Exercise brief
Every line from the line containing "Could you point to the large" through the final line of the data is to be printed exactly; no other line is to appear.

Task material
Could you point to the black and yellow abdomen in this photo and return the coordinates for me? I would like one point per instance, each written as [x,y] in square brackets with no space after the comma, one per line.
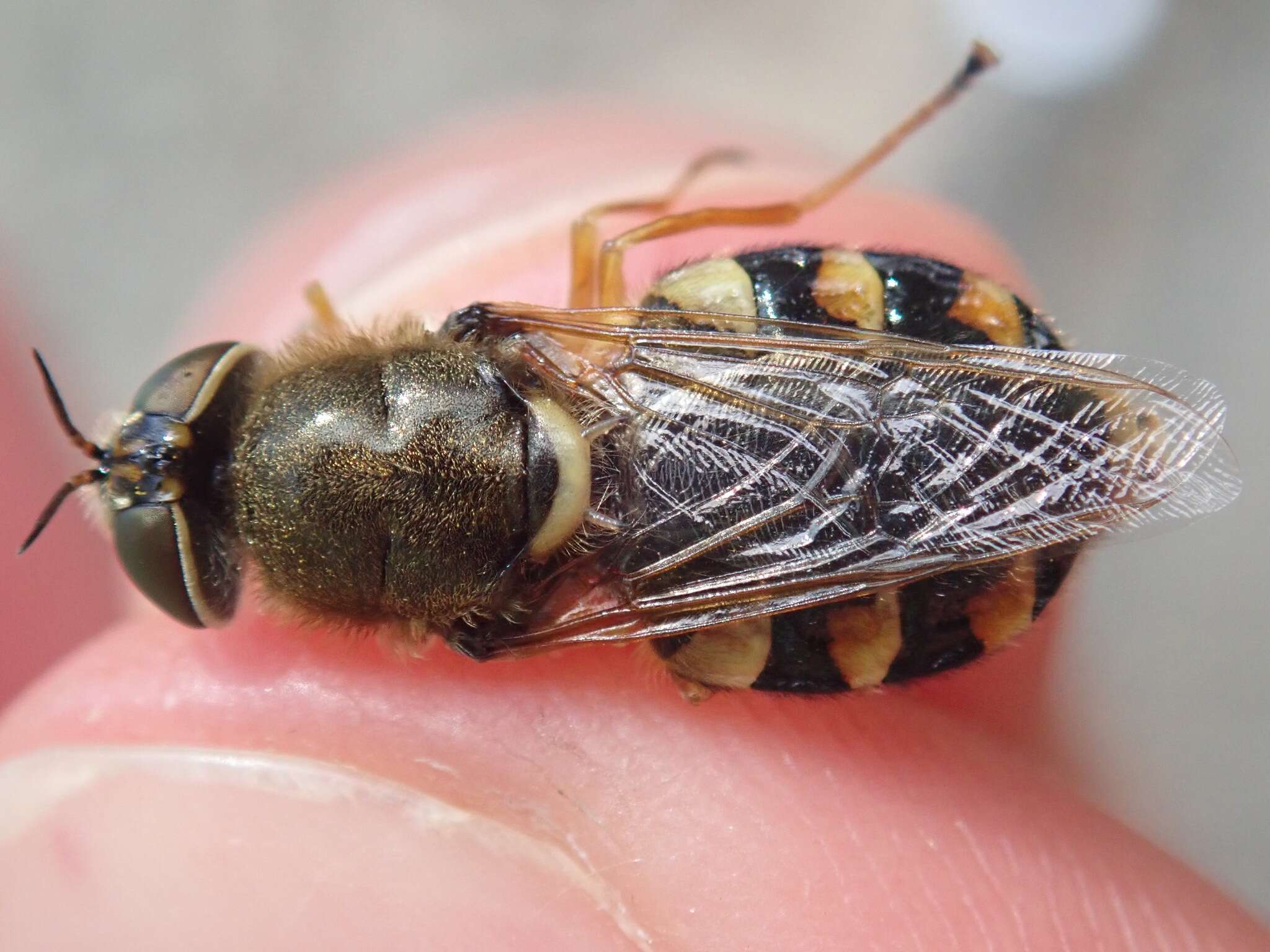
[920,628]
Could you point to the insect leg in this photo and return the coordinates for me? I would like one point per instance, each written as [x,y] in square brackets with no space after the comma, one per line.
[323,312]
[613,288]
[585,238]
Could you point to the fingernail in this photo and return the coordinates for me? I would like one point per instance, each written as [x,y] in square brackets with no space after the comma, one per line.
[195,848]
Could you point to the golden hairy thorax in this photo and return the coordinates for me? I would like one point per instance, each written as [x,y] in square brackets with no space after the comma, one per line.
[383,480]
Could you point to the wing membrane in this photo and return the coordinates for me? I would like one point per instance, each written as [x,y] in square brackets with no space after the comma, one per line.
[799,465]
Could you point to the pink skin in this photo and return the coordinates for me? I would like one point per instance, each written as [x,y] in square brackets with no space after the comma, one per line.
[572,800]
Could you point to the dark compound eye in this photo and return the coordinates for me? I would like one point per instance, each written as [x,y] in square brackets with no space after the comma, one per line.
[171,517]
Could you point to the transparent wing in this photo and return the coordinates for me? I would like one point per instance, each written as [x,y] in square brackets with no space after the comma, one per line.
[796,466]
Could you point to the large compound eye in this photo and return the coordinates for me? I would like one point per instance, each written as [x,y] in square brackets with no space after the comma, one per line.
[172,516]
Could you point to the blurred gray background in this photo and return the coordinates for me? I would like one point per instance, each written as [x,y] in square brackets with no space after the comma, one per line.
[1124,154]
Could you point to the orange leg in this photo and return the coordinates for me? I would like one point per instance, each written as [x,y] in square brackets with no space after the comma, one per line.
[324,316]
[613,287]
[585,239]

Exercise response
Could you point to the large compound eye in this photo and return the coordinates for me? I would like one point per instance, each written as [x,y] in square brackets with no space after the comma, one per line.
[172,516]
Could you point to the blurred gray background in this photo and return the coordinates for me? I would like one point per instance, each written as [x,y] in square brackets with no space after the comma, one per line.
[1124,154]
Could you point to the orange leg in this photo and return the coordinates for me? I would like one point per instance, each written as [x,y] in square brackets with no space after the comma, one per line.
[324,316]
[613,287]
[585,239]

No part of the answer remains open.